Consigne A: Résumez en deux phrases, s'il vous plaît, le texte fourni.
Consigne B: D'après le texte fourni, de quelle affection souffrent Norbert et Philippe ?

Texte fourni:
--
17– Robin est notre seul patient autiste sans pour autant être enfermé dans un autisme trop sévère. Il a pu accéder au langage mais celui-ci reste très factuel et peu subjectivé. Sa relation à l’autre oscille entre retrait et adhésivité et ses modes d’investissements restent superficiels.
18– Émilie présente une psychose infantile avec des défenses autistiques. Elle est très ritualisée et manifeste son angoisse par des balancements, des stéréotypies verbales et un langage écholalique. Assez solitaire, elle est cependant très facilement mobilisable pour participer aux ateliers ainsi qu’aux diverses activités et sorties.
19– Norbert et Philippe souffrent tous deux d’une psychose infantile symbiotique. Confrontés à une séparation impossible avec l’objet, ils peuvent faire preuve d’une grande destructivité et exercer une forte emprise sur les soignants. Cela est encore plus manifeste chez Philippe qui est particulièrement envahi par un surmoi archaïque extrêmement tyrannique et des questions récurrentes concernant sa place ou l’absence de l’autre.
--
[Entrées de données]
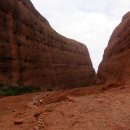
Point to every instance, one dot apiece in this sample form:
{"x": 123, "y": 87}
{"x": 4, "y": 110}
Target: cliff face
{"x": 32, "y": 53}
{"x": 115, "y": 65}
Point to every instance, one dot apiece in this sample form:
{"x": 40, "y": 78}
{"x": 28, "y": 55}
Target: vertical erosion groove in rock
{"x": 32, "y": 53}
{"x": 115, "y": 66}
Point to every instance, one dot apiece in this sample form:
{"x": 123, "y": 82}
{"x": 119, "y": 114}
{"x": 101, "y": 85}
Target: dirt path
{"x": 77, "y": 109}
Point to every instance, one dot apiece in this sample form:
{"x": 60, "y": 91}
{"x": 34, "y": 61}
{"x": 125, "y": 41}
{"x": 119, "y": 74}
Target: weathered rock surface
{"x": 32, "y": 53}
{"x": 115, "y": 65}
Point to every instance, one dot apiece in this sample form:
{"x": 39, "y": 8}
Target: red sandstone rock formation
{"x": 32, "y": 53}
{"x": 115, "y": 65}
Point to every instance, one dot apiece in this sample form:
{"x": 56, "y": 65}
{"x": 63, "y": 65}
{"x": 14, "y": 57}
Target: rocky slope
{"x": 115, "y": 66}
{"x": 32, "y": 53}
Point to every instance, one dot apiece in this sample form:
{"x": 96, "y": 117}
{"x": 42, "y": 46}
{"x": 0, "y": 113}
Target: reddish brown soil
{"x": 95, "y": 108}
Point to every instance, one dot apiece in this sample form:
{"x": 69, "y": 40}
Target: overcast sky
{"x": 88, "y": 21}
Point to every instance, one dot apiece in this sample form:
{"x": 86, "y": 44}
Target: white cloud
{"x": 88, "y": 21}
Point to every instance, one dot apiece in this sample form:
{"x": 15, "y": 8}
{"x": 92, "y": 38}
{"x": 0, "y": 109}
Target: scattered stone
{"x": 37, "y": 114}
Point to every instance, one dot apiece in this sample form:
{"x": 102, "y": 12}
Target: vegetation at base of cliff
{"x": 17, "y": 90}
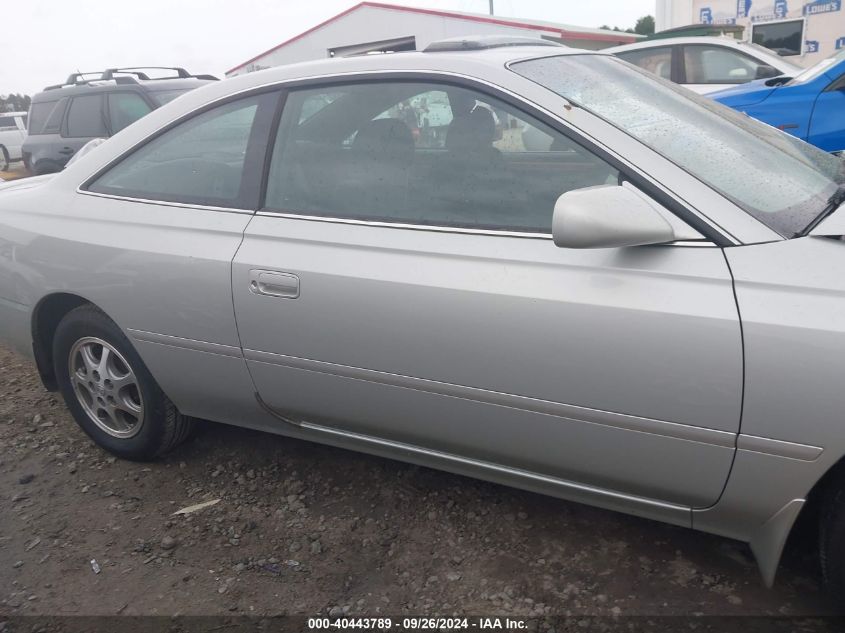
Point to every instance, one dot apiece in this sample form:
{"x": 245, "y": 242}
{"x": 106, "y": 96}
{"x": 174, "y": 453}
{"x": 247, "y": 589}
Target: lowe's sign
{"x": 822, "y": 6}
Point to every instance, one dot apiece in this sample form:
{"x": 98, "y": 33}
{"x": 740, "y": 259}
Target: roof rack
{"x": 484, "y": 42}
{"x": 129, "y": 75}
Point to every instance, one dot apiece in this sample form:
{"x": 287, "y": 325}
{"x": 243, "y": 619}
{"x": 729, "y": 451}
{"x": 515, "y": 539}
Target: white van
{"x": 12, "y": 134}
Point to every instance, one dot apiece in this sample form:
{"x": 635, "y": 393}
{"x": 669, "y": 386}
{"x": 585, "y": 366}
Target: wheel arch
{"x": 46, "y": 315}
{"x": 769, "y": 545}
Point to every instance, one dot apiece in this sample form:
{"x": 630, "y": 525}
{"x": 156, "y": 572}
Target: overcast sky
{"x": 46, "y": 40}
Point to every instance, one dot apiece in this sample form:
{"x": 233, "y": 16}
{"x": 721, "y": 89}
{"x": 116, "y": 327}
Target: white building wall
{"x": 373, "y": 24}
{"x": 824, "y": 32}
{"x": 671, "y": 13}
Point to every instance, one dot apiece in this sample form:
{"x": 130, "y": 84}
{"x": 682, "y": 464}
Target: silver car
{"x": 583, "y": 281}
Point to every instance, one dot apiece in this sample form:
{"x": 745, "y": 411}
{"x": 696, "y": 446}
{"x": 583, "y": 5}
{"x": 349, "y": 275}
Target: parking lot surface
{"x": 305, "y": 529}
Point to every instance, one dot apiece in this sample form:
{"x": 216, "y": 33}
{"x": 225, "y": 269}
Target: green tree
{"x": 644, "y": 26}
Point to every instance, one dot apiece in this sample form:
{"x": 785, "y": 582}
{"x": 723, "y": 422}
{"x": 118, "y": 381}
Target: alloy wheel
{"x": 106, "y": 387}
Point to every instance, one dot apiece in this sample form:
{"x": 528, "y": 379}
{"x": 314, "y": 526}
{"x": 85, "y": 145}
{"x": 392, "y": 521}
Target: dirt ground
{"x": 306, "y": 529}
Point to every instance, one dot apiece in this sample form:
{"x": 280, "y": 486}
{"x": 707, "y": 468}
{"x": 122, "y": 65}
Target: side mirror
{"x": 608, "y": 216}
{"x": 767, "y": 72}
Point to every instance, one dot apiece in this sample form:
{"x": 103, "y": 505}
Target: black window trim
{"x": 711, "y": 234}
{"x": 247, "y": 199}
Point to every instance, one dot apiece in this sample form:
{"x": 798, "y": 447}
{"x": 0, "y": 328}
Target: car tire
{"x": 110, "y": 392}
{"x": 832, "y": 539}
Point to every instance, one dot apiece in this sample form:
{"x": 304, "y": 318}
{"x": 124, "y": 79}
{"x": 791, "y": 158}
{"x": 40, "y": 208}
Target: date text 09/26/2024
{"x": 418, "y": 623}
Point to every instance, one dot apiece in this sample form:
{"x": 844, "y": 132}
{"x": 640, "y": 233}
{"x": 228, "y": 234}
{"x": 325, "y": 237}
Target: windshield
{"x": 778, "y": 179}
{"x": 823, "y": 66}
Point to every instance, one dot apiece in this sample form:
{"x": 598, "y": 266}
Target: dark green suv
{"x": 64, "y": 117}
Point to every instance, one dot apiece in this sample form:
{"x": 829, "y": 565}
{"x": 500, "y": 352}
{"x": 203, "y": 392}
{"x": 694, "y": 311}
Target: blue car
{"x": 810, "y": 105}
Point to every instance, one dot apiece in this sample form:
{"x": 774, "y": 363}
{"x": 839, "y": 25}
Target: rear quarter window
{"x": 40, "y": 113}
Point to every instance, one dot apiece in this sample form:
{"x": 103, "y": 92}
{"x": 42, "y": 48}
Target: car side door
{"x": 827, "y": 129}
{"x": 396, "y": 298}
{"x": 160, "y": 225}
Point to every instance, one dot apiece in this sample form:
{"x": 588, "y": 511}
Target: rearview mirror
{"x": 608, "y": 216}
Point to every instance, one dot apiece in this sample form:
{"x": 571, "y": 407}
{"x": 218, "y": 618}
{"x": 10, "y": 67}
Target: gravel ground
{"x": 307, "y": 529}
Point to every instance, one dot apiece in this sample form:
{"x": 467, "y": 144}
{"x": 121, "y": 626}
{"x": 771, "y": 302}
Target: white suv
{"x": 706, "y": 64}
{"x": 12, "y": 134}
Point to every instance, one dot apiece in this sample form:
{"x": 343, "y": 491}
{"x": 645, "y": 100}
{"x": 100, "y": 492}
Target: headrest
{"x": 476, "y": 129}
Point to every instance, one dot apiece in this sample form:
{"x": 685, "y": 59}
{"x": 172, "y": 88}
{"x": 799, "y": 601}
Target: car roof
--
Résultat A: Robin, le seul patient autiste, a accédé au langage, mais celui-ci reste très factuel, et sa relation à l'autre oscille entre retrait et adhésivité ; Émilie, atteinte d'une psychose infantile avec des défenses autistiques, manifeste son angoisse par des balancements, des stéréotypies verbales et un langage écholalique, mais se laisse facilement mobiliser pour les ateliers, les activités et les sorties. Norbert et Philippe souffrent d'une psychose infantile symbiotique qui, face à une séparation impossible avec l'objet, peut les rendre très destructeurs et les amener à exercer une forte emprise sur les soignants, ce qui est plus manifeste chez Philippe, envahi par un surmoi archaïque extrêmement tyrannique.

Résultat B: D'une psychose infantile symbiotique.